▸ EXERCISE
All the data should be repeated exactly. Any image in it is left out.

Image point annotation entries
_ _ _ _ _

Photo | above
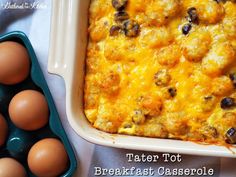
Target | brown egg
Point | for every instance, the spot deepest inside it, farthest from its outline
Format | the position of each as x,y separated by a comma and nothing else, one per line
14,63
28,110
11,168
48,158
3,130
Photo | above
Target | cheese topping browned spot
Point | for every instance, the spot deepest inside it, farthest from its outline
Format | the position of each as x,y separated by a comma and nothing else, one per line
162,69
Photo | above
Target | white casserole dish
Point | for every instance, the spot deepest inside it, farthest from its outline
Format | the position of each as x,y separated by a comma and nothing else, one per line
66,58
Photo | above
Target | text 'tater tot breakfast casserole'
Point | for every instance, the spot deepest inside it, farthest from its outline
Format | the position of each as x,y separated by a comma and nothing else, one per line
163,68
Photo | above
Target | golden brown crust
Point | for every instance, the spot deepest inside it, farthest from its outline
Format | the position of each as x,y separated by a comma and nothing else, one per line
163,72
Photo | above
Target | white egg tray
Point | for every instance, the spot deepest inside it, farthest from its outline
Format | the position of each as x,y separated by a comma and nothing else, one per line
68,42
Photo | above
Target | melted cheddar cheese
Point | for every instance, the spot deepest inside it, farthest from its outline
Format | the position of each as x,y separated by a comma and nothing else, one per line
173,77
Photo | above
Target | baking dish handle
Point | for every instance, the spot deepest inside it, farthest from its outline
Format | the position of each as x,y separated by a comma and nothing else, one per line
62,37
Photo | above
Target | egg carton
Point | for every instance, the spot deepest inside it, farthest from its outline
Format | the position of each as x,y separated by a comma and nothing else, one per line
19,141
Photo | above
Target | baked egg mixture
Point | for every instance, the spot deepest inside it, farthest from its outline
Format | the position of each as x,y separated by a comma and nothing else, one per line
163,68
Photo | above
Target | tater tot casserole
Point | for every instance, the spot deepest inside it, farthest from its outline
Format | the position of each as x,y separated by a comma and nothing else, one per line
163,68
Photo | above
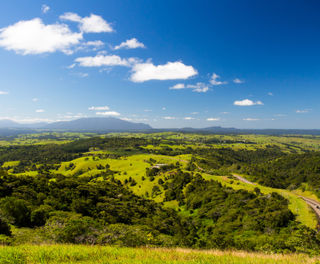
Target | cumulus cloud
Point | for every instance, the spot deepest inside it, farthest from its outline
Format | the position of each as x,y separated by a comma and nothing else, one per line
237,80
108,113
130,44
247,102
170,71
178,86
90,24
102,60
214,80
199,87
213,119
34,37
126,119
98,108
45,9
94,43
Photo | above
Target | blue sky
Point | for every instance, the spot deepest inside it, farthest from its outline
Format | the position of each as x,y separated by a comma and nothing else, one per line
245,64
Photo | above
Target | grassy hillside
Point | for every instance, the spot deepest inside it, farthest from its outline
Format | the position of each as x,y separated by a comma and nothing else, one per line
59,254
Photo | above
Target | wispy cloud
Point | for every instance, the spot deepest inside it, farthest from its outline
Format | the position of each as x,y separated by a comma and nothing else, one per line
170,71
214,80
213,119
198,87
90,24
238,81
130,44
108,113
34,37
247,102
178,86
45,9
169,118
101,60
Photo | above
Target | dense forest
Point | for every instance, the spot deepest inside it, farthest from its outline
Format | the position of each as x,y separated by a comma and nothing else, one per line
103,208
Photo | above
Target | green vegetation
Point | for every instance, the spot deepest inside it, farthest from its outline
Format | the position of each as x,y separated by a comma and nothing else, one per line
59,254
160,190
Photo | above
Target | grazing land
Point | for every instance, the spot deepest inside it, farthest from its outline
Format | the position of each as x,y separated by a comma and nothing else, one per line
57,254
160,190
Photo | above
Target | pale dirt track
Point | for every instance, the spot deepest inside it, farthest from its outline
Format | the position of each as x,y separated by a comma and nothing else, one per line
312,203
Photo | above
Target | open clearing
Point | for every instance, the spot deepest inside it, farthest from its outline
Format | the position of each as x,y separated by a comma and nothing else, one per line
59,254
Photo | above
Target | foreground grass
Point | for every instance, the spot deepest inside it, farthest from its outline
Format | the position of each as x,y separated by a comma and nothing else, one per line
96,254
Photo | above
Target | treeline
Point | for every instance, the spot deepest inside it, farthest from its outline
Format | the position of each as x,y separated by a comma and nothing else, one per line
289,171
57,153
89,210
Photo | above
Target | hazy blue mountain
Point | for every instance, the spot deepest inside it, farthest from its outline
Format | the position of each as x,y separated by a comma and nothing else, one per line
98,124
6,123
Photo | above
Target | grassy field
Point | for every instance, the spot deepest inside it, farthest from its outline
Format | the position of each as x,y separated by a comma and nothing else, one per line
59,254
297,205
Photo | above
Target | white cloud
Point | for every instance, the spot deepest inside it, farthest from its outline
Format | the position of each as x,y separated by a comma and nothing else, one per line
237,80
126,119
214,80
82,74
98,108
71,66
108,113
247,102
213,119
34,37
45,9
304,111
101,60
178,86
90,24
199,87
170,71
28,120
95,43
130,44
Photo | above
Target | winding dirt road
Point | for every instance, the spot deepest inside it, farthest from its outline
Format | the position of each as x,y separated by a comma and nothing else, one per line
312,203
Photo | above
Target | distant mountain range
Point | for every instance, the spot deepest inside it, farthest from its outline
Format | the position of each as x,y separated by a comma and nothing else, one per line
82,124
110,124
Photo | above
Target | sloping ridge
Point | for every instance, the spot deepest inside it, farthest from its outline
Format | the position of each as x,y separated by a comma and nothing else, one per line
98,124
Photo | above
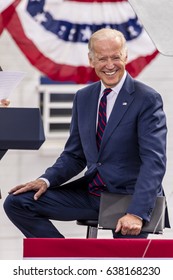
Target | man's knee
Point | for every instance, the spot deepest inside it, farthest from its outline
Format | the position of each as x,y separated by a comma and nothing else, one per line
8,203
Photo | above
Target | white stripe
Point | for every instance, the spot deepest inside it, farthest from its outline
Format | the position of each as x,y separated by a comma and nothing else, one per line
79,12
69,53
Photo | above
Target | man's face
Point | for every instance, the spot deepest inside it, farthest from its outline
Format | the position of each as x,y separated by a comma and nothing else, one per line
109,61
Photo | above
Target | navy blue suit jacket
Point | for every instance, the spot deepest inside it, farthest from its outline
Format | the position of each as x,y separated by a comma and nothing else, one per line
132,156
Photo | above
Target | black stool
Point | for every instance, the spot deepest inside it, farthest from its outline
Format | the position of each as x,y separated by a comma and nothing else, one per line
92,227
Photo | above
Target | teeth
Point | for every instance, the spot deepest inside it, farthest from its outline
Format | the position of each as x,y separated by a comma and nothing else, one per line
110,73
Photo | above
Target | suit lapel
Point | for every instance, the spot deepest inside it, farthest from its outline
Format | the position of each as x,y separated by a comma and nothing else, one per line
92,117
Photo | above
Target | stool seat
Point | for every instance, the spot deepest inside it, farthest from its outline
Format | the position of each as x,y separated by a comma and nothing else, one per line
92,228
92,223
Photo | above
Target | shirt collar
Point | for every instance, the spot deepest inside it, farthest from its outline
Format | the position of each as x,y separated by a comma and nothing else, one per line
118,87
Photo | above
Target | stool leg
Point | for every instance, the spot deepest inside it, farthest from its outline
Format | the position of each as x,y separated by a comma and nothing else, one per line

_ _ _ _ _

▸ WRITTEN SOLUTION
Photo | above
Target | brown egg
Point | for every instance, the spot deepest inside it, farthest from its outline
Format | the position of each as x,y separated by a comma and nothing else, one per line
14,63
28,110
11,168
48,158
3,130
Photo | above
Target | cheese topping browned spot
Point | for every instance, the spot deepest inside it, farthest from its outline
Format | the position of each as x,y separated by a comma and nothing else, one per line
162,69
Photo | above
Target | white casserole dish
Point | for every instance, the spot deepest inside it, farthest from its outline
Format | the position of each as x,y separated by a comma and nothing else, one per line
66,58
Photo | above
Target | text 'tater tot breakfast casserole'
Point | for every instance, the spot deepest inside it, farthest from its outline
Format | the position of each as x,y separated by a comma and nothing else, one per line
163,68
Photo | above
Target | golden brown crust
Point | for every instance, the spot deepest inside it, farthest from its outline
Format | the position of each as x,y separated by a comma and nothing else, one per line
163,72
Photo | above
Target | white egg tray
Point | for every instance, the spot deepest inside it, farthest from its outline
Format | the position of each as x,y separated by a comma and nothing else, one per line
68,42
Photo | above
Target | melted cheddar cheese
Point | for every instance, the spot deepest inside it, farthest from its outline
Format | the position of each as x,y separated by a comma and nothing else, one per line
173,77
Photo | above
Target | baking dish handle
Point | for every instance, the spot deepest inside it, farthest from its outline
Format | the position of each as x,y separated by a comma and nothing else, one per line
62,37
Photo | above
Target | egg carton
Point | for every instance, the spot deepest inside it, farthest from its outline
Format | the position of each as x,y separated by a comma and nothing else, one per line
19,141
Photo | above
Target | baked egg mixture
Point | for every instance, the spot deepest inside it, farthest from its outline
Format | the position of each as x,y separated by a comma and nothing else, one per line
163,68
Photo | above
Target | tater tot casserole
Point | for every instance, the spot deepest inside it, farthest from its outline
Format | the position of each as x,y separated by a comma and nothing else, one per line
163,68
Photo | above
Target | cumulus cloud
Point | for every instance, the spot deepest inside it, farthest from its outline
Format | the position of each as x,y separated by a comma and nothing else, one per line
237,80
108,113
130,44
247,102
170,71
178,86
90,24
102,60
214,80
199,87
213,119
34,37
126,119
98,108
45,9
94,43
Photo | above
Target | blue sky
Point | for every instance, the spot deepest inside it, farthest from its outline
Format | the position of each as x,y separated by a comma and nothing else, one per line
245,64
Photo | above
Target | grassy hillside
Point | for every instance, the spot deepest inside it, farthest from its outline
Format | the position of each as x,y separated by a comma and nothing else, one per line
59,254
Photo | above
Target | wispy cloud
Point | for every instance, the spot deepest inside it, farthest from its outline
Format | the position of each as x,y separated by a comma and nothing else, one per line
170,71
214,80
213,119
198,87
90,24
238,81
130,44
108,113
34,37
247,102
178,86
45,9
169,118
101,60
Photo | above
Target | dense forest
Point | for every instance, the spot deepest inside it, farthest from its outline
Format | the position of each as x,y separated by a comma and nothing else, one per line
103,208
Photo | above
Target | green vegetation
Point | for every instance, the spot deepest inside it, farthest from its outline
Format | the position of each as x,y separated by a comma and nothing else, one per line
59,254
160,190
Photo | above
Target | grazing land
Point | for every instance, the spot deepest inside it, farthest from its outline
Format | the position of each as x,y separated by a comma and nothing else, one per line
57,254
160,190
Photo | above
Target | pale dirt track
Point | for every instance, the spot deepest inside it, farthest from its outline
Format | the position of each as x,y separated by a comma and nothing else, one per line
312,203
Photo | above
Target | open clearing
Point | for every instance, the spot deepest inside it, farthest from its outline
Format | the position of each as x,y separated by a comma and nothing else, one per line
59,254
Photo | above
Target | foreground grass
Point | for every instance, the spot deepest inside it, farthest from its outline
Format | the position of each as x,y separated by a comma and nothing else, one per line
96,254
Photo | above
Target | treeline
Point | for every instance, the spot deepest inside it, farthest from its outline
Format | the position of each as x,y separated by a comma and nothing else, one per line
289,171
57,153
89,210
Photo | above
Target | hazy blue mountain
Point | for every instance, the spot deepest inside it, farthest from its outline
Format | the position of each as x,y separated by a comma and nothing else, one per line
98,124
6,123
Photo | above
Target | grassy field
Point | for every instance, the spot deepest inside it, farthest from its outline
Format | the position of each as x,y separated by a comma and nothing else, one per line
59,254
297,205
Photo | above
Target | white cloud
Point | for every instance, the spot deepest inside it, farthest from its outline
Format | the position of each as x,y separated by a comma and nothing else, one per line
237,80
126,119
214,80
82,74
98,108
71,66
108,113
247,102
213,119
34,37
45,9
304,111
101,60
178,86
90,24
199,87
170,71
28,120
95,43
130,44
Photo | above
Target | winding dirt road
Point | for every instance, the spot deepest inside it, farthest from its outline
Format | the position of each as x,y separated by a comma and nothing else, one per line
312,203
Photo | above
Target | distant mountain range
Point | for every instance, the spot deepest inside it, farthest from its outline
Format | the position of each as x,y separated by a comma and nothing else, one per line
82,124
110,124
Photo | above
Target | sloping ridge
Point | for every instance, the spot deepest inside it, farthest from its outline
Format | the position of each as x,y separated by a comma and nothing else, one per line
98,124
Photo | above
Target | man's knee
Point | for every instance, the spot deepest inside it, farthest from its outline
Format | the position of each as x,y separated by a comma and nothing else, one per line
8,203
Photo | above
Target | white stripe
Point | for every instance, the spot deepest inside it, farthest from its outline
Format | the position of each as x,y separated by a comma and nothing else, one per line
79,12
69,53
Photo | above
Target | man's face
Point | for every instance, the spot deepest inside it, farthest from its outline
Format | the position of each as x,y separated by a comma and nothing else, one per line
109,61
Photo | above
Target | navy blue suit jacket
Point | for every instance, the spot deepest inside it, farthest from its outline
Format | the position of each as x,y separated by a comma and nothing else, one per line
132,156
Photo | above
Target | black stool
Point | for every instance, the spot deepest inside it, farthest from its outline
Format | the position of each as x,y separated by a comma and nothing else, one per line
92,227
Photo | above
Target | teeth
Point | for every instance, the spot deepest inside it, farthest from its outline
Format | the position of each as x,y separated by a comma and nothing else, one per line
110,73
Photo | above
Target | suit lapel
Point | for every instance, the spot deepest inside it, farthest from its outline
Format | the position of each as x,y separated by a comma and nothing else, one per line
92,117
Photo | above
Target | stool seat
Point | for every instance, the spot deepest inside it, farthest from its outline
Format | the position of each as x,y separated by a comma and nothing else, one per line
92,228
92,223
Photo | above
Target | shirt collar
Point | for every instance, the spot deepest inside it, farthest from its outline
Format | the position of each as x,y separated by a comma and nothing else, one per line
118,87
Photo | above
Target | stool leg
Point | for every instance, the spot deepest inside it, farthest from its outline
Format | the position of each as x,y separated by a comma and nothing else, one per line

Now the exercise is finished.